▶ **Требования к заданиям**
a - Пожалуйста, перепишите строки набора данных между строкой, содержащей «water in pond -> masks, every instance», и строкой, содержащей «[[[42,110],[33,112],[33,131],[42,132]]]», включительно, подставив «upper-left corner» вместо «top-left corner» и оставив всё прочее без изменений. Изображения в ответ не включайте.
b - Подхватите отрывок о мечте об одиночном кругосветном плавании на яхте и напишите его продолжение.

▶ **Раздел документа**
Но вот однажды я собрал рюкзак и улетел в Австралию, чтобы от берегов Зеленого континента уйти в мечту детства — к мысу Горн.

Помню, когда я пришел в яхт-клуб «Антарес» города Находки и сказал, что собираюсь вокруг света в одиночку, а это были семидесятые годы, все яхтсмены смотрели на меня, как на чудо. В их глазах можно было прочесть: «C ума сошел, кто же тебя выпустит одного, да и где ты достанешь яхту?»

Все эти вопросы стояли и передо мной. Но я знал, что рано или поздно железные двери, за которыми мы жили, приоткроются. И не может быть, чтобы не нашлась яхта, на которой я совершу свое плавание. Я даже сам хотел построить парусник.

В осуществление этой мечты верил только один человек, который был моим первым капитаном по крейсерским плаваниям, — Юра Куликов. Мы с ним часто обсуждали мое решение. Он даже утверждал, что можно уйти в кругосветку на яхте четвертьтонного класса. Юра был капитаном такой яхты, названной в честь любимой девушки «Оля». Что мне нравилось в Юре, так это то, что он, как и я, верил в лучшие времена. И говорил: «Федя, готовься и будь готов. Как только что-нибудь произойдет, ты тут же уходи. Может быть, это будет скоро, а может быть, еще долго придется ждать. Но в кругосветку можно идти и стариком, как англичанин Фрэнсис Чичестер[40] или поляк Леонид Телига[41]». Я так и настраивал себя, верил, что все равно пойду, не может быть, чтобы за всю мою жизнь так ничего и не произошло.

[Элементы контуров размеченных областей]
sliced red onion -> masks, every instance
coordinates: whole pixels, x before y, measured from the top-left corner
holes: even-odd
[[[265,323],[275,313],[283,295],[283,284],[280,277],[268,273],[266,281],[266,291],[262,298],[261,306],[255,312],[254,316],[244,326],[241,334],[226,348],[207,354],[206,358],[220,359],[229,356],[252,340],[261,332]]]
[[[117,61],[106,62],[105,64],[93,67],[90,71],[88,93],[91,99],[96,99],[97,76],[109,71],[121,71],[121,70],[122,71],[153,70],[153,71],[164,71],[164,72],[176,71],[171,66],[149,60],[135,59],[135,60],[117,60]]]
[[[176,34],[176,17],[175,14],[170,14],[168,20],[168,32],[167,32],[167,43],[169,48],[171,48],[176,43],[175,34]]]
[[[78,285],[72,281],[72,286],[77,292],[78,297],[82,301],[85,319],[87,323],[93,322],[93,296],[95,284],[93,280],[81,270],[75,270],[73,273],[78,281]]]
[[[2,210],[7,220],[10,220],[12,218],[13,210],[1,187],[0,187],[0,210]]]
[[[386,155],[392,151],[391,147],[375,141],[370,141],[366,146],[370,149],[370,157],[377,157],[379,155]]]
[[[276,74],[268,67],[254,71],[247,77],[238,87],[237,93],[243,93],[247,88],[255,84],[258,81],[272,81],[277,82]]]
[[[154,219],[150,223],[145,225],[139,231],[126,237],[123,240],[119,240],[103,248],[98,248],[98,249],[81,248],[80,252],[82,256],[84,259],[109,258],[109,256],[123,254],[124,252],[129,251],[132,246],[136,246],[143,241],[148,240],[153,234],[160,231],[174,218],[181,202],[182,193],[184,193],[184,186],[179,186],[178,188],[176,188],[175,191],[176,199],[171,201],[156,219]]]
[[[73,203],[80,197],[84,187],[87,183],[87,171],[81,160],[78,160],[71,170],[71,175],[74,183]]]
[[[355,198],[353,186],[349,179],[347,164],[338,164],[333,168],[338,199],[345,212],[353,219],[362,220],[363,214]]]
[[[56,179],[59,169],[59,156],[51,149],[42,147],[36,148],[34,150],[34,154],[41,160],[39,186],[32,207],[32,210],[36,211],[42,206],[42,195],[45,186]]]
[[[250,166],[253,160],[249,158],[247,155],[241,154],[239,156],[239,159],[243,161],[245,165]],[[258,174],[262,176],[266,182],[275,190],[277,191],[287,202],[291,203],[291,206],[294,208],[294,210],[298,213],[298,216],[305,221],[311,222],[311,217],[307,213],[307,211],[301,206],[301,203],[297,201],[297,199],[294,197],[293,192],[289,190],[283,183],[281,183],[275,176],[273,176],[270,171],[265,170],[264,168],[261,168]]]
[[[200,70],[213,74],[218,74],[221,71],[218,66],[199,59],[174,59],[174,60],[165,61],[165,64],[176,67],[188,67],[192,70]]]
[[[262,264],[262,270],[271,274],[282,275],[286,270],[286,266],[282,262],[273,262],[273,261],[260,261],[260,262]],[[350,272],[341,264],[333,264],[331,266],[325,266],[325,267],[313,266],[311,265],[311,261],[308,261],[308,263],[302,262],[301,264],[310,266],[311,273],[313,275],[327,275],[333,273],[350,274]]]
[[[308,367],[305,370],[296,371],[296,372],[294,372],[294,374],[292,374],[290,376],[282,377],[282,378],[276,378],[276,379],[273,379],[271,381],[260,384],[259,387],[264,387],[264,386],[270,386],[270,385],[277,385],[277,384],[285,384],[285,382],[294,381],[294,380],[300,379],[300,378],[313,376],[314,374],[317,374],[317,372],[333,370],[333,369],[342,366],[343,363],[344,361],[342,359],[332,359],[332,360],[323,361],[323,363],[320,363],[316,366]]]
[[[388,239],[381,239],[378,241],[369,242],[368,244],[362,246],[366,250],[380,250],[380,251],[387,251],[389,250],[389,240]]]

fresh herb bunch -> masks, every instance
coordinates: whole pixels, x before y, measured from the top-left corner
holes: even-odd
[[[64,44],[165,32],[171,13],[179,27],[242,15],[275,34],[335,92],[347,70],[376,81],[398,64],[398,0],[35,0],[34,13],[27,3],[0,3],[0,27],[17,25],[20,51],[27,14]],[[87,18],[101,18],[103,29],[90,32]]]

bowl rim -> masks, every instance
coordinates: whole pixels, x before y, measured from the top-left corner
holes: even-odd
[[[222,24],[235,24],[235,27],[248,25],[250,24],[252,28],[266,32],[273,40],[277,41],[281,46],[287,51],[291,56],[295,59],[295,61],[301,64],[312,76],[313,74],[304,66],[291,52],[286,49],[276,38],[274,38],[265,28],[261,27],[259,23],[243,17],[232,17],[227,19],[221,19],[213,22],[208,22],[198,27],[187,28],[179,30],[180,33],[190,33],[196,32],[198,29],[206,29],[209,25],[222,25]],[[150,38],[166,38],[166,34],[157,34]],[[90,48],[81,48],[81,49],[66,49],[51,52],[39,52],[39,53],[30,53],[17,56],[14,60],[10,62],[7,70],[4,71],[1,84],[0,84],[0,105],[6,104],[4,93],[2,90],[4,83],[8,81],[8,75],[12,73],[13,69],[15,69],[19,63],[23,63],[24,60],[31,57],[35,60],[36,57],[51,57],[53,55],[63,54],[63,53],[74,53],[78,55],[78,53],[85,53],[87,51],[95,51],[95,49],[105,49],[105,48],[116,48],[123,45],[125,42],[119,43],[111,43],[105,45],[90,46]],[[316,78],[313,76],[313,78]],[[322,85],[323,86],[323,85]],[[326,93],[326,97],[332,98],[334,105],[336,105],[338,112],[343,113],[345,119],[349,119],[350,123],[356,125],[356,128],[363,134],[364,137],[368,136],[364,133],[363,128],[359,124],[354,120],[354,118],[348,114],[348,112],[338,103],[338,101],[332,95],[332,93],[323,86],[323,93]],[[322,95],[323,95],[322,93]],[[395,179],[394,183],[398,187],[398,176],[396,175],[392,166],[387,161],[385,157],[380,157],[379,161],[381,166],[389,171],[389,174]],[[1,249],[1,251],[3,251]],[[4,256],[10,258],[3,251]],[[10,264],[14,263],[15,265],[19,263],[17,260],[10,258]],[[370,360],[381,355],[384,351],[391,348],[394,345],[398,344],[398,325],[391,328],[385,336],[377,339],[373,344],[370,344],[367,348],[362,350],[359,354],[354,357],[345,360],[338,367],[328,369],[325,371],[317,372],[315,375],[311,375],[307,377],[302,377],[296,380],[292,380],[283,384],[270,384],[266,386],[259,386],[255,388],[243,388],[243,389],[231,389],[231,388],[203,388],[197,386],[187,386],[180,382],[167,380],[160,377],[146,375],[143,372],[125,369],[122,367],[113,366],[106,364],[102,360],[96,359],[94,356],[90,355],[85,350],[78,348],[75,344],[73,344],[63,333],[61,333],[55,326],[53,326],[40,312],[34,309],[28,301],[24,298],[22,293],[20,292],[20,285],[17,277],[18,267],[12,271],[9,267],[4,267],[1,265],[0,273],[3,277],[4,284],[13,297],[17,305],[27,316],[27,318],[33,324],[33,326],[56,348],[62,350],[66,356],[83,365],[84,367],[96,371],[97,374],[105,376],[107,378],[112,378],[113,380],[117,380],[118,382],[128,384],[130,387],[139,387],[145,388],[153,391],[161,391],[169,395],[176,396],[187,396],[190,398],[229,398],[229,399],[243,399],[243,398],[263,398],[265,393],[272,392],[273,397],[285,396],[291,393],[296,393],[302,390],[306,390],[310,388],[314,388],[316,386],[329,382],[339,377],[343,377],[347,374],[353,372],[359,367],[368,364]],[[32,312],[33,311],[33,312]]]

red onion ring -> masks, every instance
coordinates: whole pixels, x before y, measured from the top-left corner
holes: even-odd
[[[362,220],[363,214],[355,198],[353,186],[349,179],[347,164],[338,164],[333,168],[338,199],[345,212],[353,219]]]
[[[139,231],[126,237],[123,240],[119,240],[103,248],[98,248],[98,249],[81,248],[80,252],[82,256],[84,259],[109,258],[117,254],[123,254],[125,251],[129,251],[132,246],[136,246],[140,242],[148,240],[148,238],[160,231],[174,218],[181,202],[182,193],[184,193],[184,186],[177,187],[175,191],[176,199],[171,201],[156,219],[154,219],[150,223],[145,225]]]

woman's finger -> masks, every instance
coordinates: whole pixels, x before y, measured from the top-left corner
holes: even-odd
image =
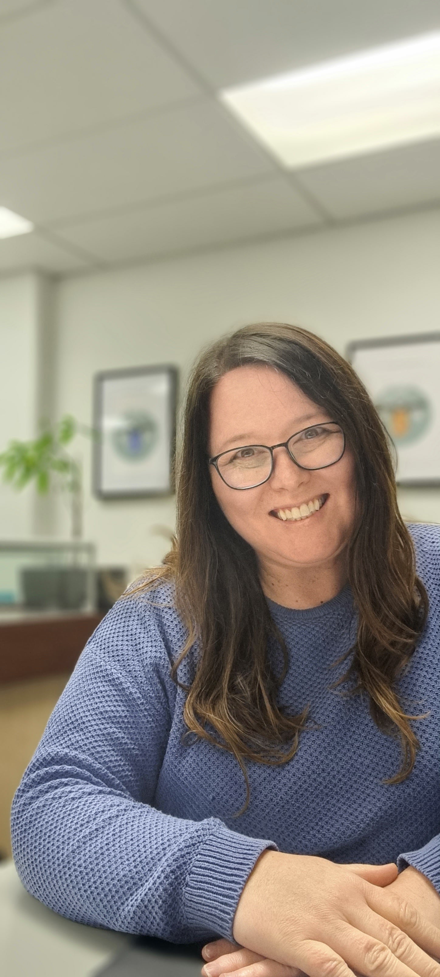
[[[423,919],[418,910],[403,896],[367,883],[366,899],[370,909],[406,933],[425,954],[440,957],[440,929]],[[440,975],[440,965],[435,961],[433,964],[435,973]]]
[[[372,910],[371,915],[362,914],[362,922],[361,918],[356,918],[356,915],[351,919],[351,922],[354,922],[359,929],[362,927],[364,933],[381,940],[391,953],[418,974],[418,977],[440,977],[438,962],[433,960],[432,956],[424,950],[421,950],[406,931],[388,918],[383,918],[382,915]]]
[[[205,943],[201,951],[201,956],[204,960],[215,960],[217,956],[222,956],[225,954],[233,954],[239,949],[237,943],[231,943],[230,940],[225,940],[222,937],[221,940],[211,940],[210,943]]]
[[[201,973],[203,977],[219,977],[219,974],[235,973],[236,970],[242,970],[243,967],[264,959],[265,957],[261,956],[260,954],[254,954],[252,950],[239,947],[233,954],[224,954],[214,960],[209,960],[209,963],[205,963],[201,968]]]
[[[221,975],[228,974],[228,977],[300,977],[300,973],[296,967],[288,967],[285,963],[277,963],[276,960],[269,960],[264,956],[237,970],[220,971]]]

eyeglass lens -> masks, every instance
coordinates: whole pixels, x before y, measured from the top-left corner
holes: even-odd
[[[287,450],[302,468],[326,468],[339,460],[344,449],[344,436],[338,424],[326,423],[293,435]],[[262,445],[233,447],[220,455],[219,473],[231,488],[252,488],[265,482],[271,473],[272,455]]]

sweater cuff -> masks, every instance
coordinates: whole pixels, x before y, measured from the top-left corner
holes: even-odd
[[[421,871],[440,895],[440,834],[436,834],[422,848],[414,852],[405,852],[397,858],[399,871],[412,865]]]
[[[257,858],[275,841],[250,838],[220,824],[201,845],[185,887],[186,918],[200,939],[207,933],[235,942],[233,923],[239,899]]]

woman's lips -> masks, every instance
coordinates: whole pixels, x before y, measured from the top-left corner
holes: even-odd
[[[310,516],[314,516],[316,512],[319,512],[328,498],[328,493],[316,495],[310,502],[302,502],[301,505],[294,505],[291,509],[273,509],[271,515],[275,516],[276,519],[283,520],[284,523],[287,521],[299,522],[303,519],[309,519]]]

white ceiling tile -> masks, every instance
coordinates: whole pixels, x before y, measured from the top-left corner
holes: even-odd
[[[103,260],[120,262],[294,231],[318,223],[311,208],[283,178],[271,178],[59,227],[57,234]]]
[[[2,153],[199,94],[119,0],[37,8],[3,26],[0,52]]]
[[[0,0],[0,21],[11,17],[23,17],[36,7],[46,7],[54,0]]]
[[[440,26],[438,0],[127,0],[216,88]]]
[[[299,183],[336,219],[440,199],[440,140],[314,166]]]
[[[0,240],[0,273],[27,268],[66,273],[87,267],[89,263],[72,253],[68,246],[63,247],[61,244],[58,247],[38,232]]]
[[[206,101],[3,159],[0,203],[47,224],[273,170]]]

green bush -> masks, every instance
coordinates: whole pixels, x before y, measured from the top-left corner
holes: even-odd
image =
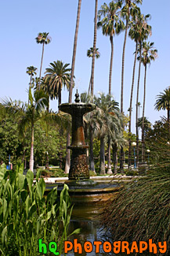
[[[38,241],[42,239],[57,243],[61,254],[72,211],[68,187],[64,185],[56,203],[57,188],[45,197],[39,171],[35,183],[31,170],[26,176],[22,173],[21,166],[16,171],[0,167],[0,251],[6,256],[38,255]]]

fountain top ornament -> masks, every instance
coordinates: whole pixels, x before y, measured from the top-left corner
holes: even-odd
[[[80,102],[78,90],[74,103],[64,103],[59,106],[59,109],[67,113],[72,117],[72,142],[68,148],[72,150],[69,180],[89,179],[86,150],[89,146],[85,142],[83,115],[92,111],[96,107],[92,103]]]

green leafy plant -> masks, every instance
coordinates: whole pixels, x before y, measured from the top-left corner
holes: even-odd
[[[72,207],[68,187],[64,185],[57,201],[57,187],[44,196],[45,184],[37,173],[25,176],[0,167],[0,251],[2,255],[37,255],[38,240],[55,241],[60,254],[67,239]],[[76,230],[74,232],[78,232]]]

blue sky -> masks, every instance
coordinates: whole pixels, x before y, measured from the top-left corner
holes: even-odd
[[[104,1],[99,0],[98,9]],[[105,1],[109,3],[110,1]],[[42,75],[50,62],[61,60],[71,63],[73,43],[78,0],[6,0],[0,1],[1,28],[1,95],[0,98],[11,97],[12,99],[27,100],[27,89],[30,77],[26,74],[27,67],[34,65],[39,73],[42,56],[42,45],[37,44],[35,37],[38,32],[49,32],[52,37],[50,44],[45,46]],[[74,76],[75,89],[80,93],[88,90],[91,58],[86,56],[87,50],[93,43],[93,21],[95,1],[82,0]],[[170,83],[170,45],[169,0],[143,0],[140,6],[142,13],[150,13],[152,26],[152,36],[150,42],[154,42],[158,50],[158,58],[151,64],[147,70],[146,116],[152,124],[166,115],[165,111],[154,110],[155,97],[163,91]],[[120,102],[121,54],[124,32],[114,39],[114,56],[112,74],[112,94]],[[97,31],[97,47],[101,57],[96,61],[95,94],[98,91],[108,92],[108,76],[110,56],[109,37],[102,35],[101,29]],[[132,73],[135,51],[135,43],[129,38],[127,40],[125,66],[124,110],[125,114],[129,107],[132,84]],[[137,68],[137,67],[136,67]],[[136,69],[137,70],[137,69]],[[139,102],[143,103],[143,69],[142,69]],[[133,123],[135,123],[135,104],[136,95],[137,72],[135,80],[133,100]],[[62,93],[62,102],[67,102],[68,92]],[[51,102],[53,110],[57,109],[57,102]],[[142,108],[140,110],[142,114]],[[133,132],[135,132],[133,125]]]

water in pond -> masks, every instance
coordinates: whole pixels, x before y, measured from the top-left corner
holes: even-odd
[[[75,234],[69,238],[69,240],[73,242],[74,239],[78,239],[78,243],[80,243],[82,246],[86,241],[89,241],[93,244],[94,241],[109,241],[112,243],[111,236],[110,234],[106,234],[104,228],[101,226],[99,216],[102,210],[102,206],[99,203],[91,203],[86,206],[85,205],[75,205],[74,207],[72,218],[70,224],[70,232],[76,228],[81,228],[79,234]],[[83,249],[83,247],[82,247]],[[107,254],[107,255],[115,255],[113,252]],[[68,256],[80,255],[78,253],[74,253],[72,250],[67,254]],[[106,255],[106,253],[103,250],[103,247],[99,247],[99,253],[95,252],[95,247],[90,253],[86,253],[82,250],[82,256],[89,255]]]

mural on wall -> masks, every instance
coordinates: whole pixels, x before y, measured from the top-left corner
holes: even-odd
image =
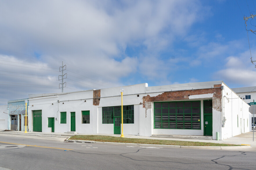
[[[28,111],[28,102],[27,104],[27,111]],[[24,101],[17,101],[13,103],[8,103],[10,114],[26,114],[26,105]]]

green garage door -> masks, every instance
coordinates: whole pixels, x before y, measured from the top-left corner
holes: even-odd
[[[42,110],[33,112],[33,131],[42,132]]]

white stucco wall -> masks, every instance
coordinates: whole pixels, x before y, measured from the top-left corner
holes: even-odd
[[[222,117],[225,117],[226,120],[221,128],[221,139],[248,132],[251,129],[249,124],[251,119],[249,106],[226,84],[223,83],[222,85]],[[223,120],[225,120],[224,118]]]
[[[8,129],[8,115],[7,105],[0,106],[0,130]]]
[[[124,87],[123,104],[134,105],[134,123],[124,124],[124,134],[138,135],[138,134],[140,136],[150,136],[152,134],[203,135],[203,101],[212,99],[213,93],[191,95],[188,100],[175,101],[200,101],[201,129],[200,130],[154,129],[154,102],[152,102],[150,108],[147,110],[146,115],[146,109],[143,108],[143,105],[142,104],[143,103],[143,97],[148,95],[151,97],[155,97],[164,92],[174,90],[210,88],[213,88],[215,84],[221,84],[224,87],[221,99],[222,107],[220,110],[222,112],[213,109],[213,139],[216,138],[216,132],[219,132],[220,139],[222,139],[240,134],[241,129],[242,133],[249,132],[251,126],[248,125],[248,127],[247,127],[247,120],[250,115],[248,110],[249,106],[222,81],[217,81],[150,87],[147,87],[147,84],[143,84]],[[78,133],[113,134],[113,124],[102,123],[102,108],[121,106],[120,87],[101,89],[98,106],[93,105],[93,90],[70,93],[30,95],[29,109],[28,111],[29,131],[33,131],[33,111],[42,110],[43,132],[51,132],[51,128],[47,127],[48,117],[54,118],[55,132],[63,133],[70,131],[71,113],[75,112],[75,131]],[[226,94],[227,93],[228,94]],[[225,97],[223,97],[224,96]],[[229,102],[227,98],[229,99]],[[233,99],[234,98],[238,98]],[[147,104],[149,104],[147,103]],[[83,110],[90,111],[90,123],[82,123],[82,111]],[[66,123],[60,124],[60,112],[66,112],[67,113]],[[237,115],[238,115],[239,121],[238,128]],[[222,118],[224,116],[226,120],[224,127],[222,127]],[[241,120],[242,120],[241,124]],[[248,121],[250,121],[249,119]],[[249,124],[249,125],[250,124]]]

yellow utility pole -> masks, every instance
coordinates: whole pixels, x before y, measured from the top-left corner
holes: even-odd
[[[122,105],[121,108],[121,110],[122,111],[122,133],[121,134],[121,138],[124,138],[125,137],[125,136],[124,136],[124,133],[123,132],[123,93],[124,91],[124,88],[122,87],[121,88],[120,91],[121,92],[121,100],[122,101]]]

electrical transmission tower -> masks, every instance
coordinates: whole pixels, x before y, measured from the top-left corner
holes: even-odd
[[[63,82],[63,80],[64,79],[67,78],[67,73],[65,73],[65,74],[63,74],[63,71],[64,70],[66,70],[66,65],[65,65],[64,66],[63,65],[63,62],[62,62],[62,67],[60,67],[60,72],[62,72],[62,75],[59,75],[59,80],[61,80],[62,83],[60,83],[59,84],[59,88],[61,88],[62,89],[62,92],[63,93],[63,88],[64,87],[66,87],[66,82]],[[65,69],[64,69],[64,67],[65,67]],[[61,78],[60,78],[60,76],[61,76]],[[66,76],[66,77],[65,77],[65,76]]]

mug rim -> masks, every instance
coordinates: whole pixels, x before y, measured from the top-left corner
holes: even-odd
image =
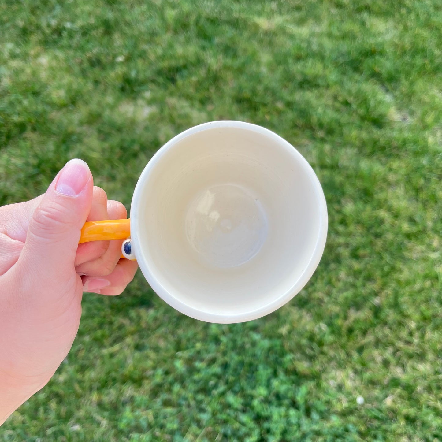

▶ **Ответы по заданиям**
a -
water in pond -> masks, every instance
coordinates: whole pixels, x before y, measured from the upper-left corner
holes: even-odd
[[[75,234],[69,238],[69,240],[73,242],[74,239],[78,239],[78,243],[80,243],[82,246],[86,241],[89,241],[93,244],[94,241],[109,241],[112,243],[111,236],[110,234],[106,234],[104,228],[101,226],[99,216],[102,210],[102,206],[99,203],[91,203],[86,206],[85,205],[75,205],[74,207],[72,218],[70,224],[70,232],[76,228],[81,228],[79,234]],[[83,249],[83,247],[82,247]],[[107,254],[107,255],[115,255],[113,252]],[[68,256],[80,255],[78,253],[74,253],[72,250],[67,254]],[[106,255],[106,253],[103,250],[103,247],[99,247],[99,253],[95,252],[95,247],[90,253],[86,253],[82,250],[82,256],[89,255]]]

mural on wall -> masks, every instance
coordinates: whole pixels, x before y, measured from the upper-left corner
holes: even-odd
image =
[[[28,111],[28,102],[27,104],[27,111]],[[24,101],[17,101],[13,103],[8,103],[10,114],[26,114],[26,105]]]

green garage door -> masks, every instance
coordinates: whole pixels, x before y, measured from the upper-left corner
holes: even-odd
[[[42,110],[33,112],[33,131],[42,132]]]

b -
Судьбе было угодно распорядиться так, что я ушел не в шестьдесят лет, а в сорок. Хотя это и не молодость, а все-таки лучше, чем в шестьдесят. Я благодарен своим учителям парусного спорта. Сначала я занимался на катамаране «Торнадо» у рулевого Юры Осипова. Славный парень, мы и сейчас с ним дружим. Сколько он дал мне полезных советов, уже когда было известно, что я пойду в кругосветку.

Вспоминаю другие экспедиции, в которых я участвовал. И не могу назвать ни одной, которая была бы одобрена нашими властями. Всегда приходилось что-то доказывать или просто так уходить, не добившись разрешения. Так же я сделал и сейчас: ушел в плавание без чьего бы то ни было соизволения. Мой товарищ из Австралии, Азик, сделал вызов к нему в гости на три месяца. Он пригласил нас троих — меня, моего яхтенного капитана и наставника из Находки Леонида Лысенко[42] и генерального директора страховой компании «Дальроссо» Владимира Шахова, который выписал мне чек на сто тысяч долларов для покупки яхты. Я нигде не говорил, что буду покупать яхту, иначе бы нас не выпустили из Союза.

Прилетели в Сидней, выбрали за три дня яхту, которая, на наш взгляд, в состоянии была обогнуть земной шар. И цена подходящая — 60 тысяч долларов. На оставшиеся деньги сделали ремонт судна, купили приборы, заказали паруса — словом, сделали вроде бы все, что необходимо для такого плавания.

До встречи с «Карааной» мы осмотрели много яхт, выставленных на продажу. Но ни одна мне не понравилась. Причем «не понравились» в основном яхты, чья цена не вписывалась в сумму, которой я располагал. Конечно, в Австралии есть яхты, о которых можно только мечтать, но и стоят они!..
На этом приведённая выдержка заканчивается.